• _Short exercise A_:
Extract the passage of the article on Minor League Baseball teams seeking major league partners, from "Image credit: (Photo" up to and including "couple of weeks.".

• _Quoted passage_:
########################################

‘The Wild West:’ MiLB Teams On Chopping Block Scramble To Find MLB Partner

Image credit: (Photo by Mike Janes/Four Seam Images)

Editors note: The story has been updated to reflect MLB’s term sheet spelling out the 120 full season teams is for the 2021 season. 

With Major League Baseball’s office deeply involved in negotiations with the Major League Baseball Players Association, there has yet to be any official meetings between MLB and Minor League Baseball’s negotiating committees since they met online on April 22.

But while the negotiations for the future of Minor League Baseball may be largely on hold until the fate of the 2020 MLB season is resolved, the environment around the minor leagues has gotten significantly more complex in the last couple of weeks. 

When the two sides meet again, there is an expectation that MLB will have a term sheet, laying out which 120 teams will be part of full season baseball in 2021, and which leagues they will play in. They also will spell out the details of the license agreements that they are proposing to replace the current player development contract (PDC) process by which MLB teams and MiLB teams currently form affiliations.

MiLB teams are jockeying for safe landing spots in advance of the expected changes. While no agreement has been reached between Major League Baseball and Minor League Baseball, both MLB clubs and MiLB owners are nearly universally operating under the expectation that there will be 120 full-season affiliated teams in 2021 whenever an agreement is reached. That would mean some 40 current MiLB teams will no longer be part of affiliated ball after this season.

Multiple MLB front office officials and multiple MiLB owners also said it is also their expectation that MLB will be in charge of directing affiliated Minor League Baseball in 2021 (even if no such agreement has yet been reached).

With everyone viewing the elimination of 40 or more teams as a fait accompli, many teams are working to try to find a spot among the 120 that will remain in affiliated ball. Some MiLB teams that fear they will be eliminated from affiliated ball in 2021 are looking to make deals to try to save themselves. MLB clubs have also begun discussions looking at preferable affiliation situations for them as well.

Multiple MiLB owners and officials described the current environment as the “wild West.” That is in part because no one is sure if anyone will be punished for making such contacts.

Major League Baseball officials have contacted MLB teams to get their opinions on their preferences and desires for affiliates. While MLB teams do not expect to receive all their requested affiliates from their wishlists, the balance of power in affiliation agreements between MLB teams and their minor league clubs will clearly shift. MLB teams will have much more leeway to determine their affiliation in the franchise license agreements that are expected to replace PDCs in 2021 and beyond. Those license agreements are expected to be lengthier than the current two-year PDC agreements.


The open season for discussions has created incentives for teams to skirt around or even directly violate current rules. According to the Professional Baseball Agreement that governs the relationship between the minors and majors, MiLB teams and MLB clubs who are not currently affiliated are not permitted to have discussions about potential future affiliations outside of the player development contract negotiation window at the end of every other MiLB season. The next open window would be this September.

But since there is expectation that there will no longer be PDC’s after this season, MLB appears to be adopting a hands-off approach as MLB and MiLB teams try to find pairings. It is being viewed by many as a necessary step since all affiliations may be set long before the normal PDC negotiating window opens in September.

MiLB has also not stepped yet to stop these discussions.

########################################

• _Short exercise B_:
Copy the entries from the line with "In the picture above, where can the metal" up to and including the last line of the entries.

########################################

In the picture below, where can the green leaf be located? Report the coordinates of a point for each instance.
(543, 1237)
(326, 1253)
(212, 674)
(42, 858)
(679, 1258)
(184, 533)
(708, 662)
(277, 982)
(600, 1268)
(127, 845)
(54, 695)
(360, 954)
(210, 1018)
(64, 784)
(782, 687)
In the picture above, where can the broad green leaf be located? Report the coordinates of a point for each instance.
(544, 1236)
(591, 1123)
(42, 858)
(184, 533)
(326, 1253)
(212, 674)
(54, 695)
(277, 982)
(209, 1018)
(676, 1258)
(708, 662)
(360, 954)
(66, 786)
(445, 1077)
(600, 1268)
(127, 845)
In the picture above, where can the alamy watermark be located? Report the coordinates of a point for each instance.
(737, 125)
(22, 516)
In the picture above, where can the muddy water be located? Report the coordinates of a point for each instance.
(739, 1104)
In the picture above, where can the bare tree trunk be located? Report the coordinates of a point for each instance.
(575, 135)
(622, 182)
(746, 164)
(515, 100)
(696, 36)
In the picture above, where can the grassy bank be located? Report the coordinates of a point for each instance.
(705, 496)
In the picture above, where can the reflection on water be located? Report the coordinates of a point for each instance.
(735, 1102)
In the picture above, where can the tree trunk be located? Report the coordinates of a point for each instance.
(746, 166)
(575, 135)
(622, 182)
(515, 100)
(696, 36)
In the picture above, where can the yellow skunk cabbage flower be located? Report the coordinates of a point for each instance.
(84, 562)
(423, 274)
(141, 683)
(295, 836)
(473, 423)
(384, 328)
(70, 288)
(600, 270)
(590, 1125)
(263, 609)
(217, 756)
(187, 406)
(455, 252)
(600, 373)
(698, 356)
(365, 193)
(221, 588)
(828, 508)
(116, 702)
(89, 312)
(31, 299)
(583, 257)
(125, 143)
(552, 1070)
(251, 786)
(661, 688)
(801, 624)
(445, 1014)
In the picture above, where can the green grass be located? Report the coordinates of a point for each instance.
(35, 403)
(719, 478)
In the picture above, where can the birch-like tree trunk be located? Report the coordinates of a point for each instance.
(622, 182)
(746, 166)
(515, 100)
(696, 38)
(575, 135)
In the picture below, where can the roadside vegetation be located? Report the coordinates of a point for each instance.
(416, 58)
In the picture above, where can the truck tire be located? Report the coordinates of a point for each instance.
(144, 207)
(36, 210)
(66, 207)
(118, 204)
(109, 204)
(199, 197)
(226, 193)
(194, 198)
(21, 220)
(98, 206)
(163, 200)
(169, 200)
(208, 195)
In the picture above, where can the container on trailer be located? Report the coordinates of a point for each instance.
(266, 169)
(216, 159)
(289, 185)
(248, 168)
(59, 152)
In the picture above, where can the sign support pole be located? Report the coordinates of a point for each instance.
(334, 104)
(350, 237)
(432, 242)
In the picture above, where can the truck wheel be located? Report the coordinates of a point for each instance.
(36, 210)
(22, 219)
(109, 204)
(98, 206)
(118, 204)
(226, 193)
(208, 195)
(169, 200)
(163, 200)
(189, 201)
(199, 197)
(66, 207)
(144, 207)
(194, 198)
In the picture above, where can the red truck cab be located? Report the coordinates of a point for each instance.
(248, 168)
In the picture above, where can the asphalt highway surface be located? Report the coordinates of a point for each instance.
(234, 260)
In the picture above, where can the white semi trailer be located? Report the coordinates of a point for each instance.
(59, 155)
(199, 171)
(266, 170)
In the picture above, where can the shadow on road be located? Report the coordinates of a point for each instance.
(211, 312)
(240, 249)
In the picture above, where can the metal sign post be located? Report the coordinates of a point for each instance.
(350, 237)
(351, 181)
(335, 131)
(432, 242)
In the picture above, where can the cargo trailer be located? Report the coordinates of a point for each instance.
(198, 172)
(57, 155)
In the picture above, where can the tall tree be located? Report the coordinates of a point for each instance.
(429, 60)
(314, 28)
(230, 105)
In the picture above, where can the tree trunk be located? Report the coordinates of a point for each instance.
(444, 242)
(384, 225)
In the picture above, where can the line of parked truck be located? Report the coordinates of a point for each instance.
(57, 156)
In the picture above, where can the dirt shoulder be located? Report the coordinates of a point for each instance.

########################################

• _Full answer A_:
Image credit: (Photo by Mike Janes/Four Seam Images)

Editors note: The story has been updated to reflect MLB’s term sheet spelling out the 120 full season teams is for the 2021 season. 

With Major League Baseball’s office deeply involved in negotiations with the Major League Baseball Players Association, there has yet to be any official meetings between MLB and Minor League Baseball’s negotiating committees since they met online on April 22.

But while the negotiations for the future of Minor League Baseball may be largely on hold until the fate of the 2020 MLB season is resolved, the environment around the minor leagues has gotten significantly more complex in the last couple of weeks.

• _Full answer B_:
In the picture above, where can the metal sign post be located? Report the coordinates of a point for each instance.
(350, 237)
(351, 181)
(335, 131)
(432, 242)
In the picture above, where can the cargo trailer be located? Report the coordinates of a point for each instance.
(198, 172)
(57, 155)
In the picture above, where can the tall tree be located? Report the coordinates of a point for each instance.
(429, 60)
(314, 28)
(230, 105)
In the picture above, where can the tree trunk be located? Report the coordinates of a point for each instance.
(444, 242)
(384, 225)
In the picture above, where can the line of parked truck be located? Report the coordinates of a point for each instance.
(57, 156)
In the picture above, where can the dirt shoulder be located? Report the coordinates of a point for each instance.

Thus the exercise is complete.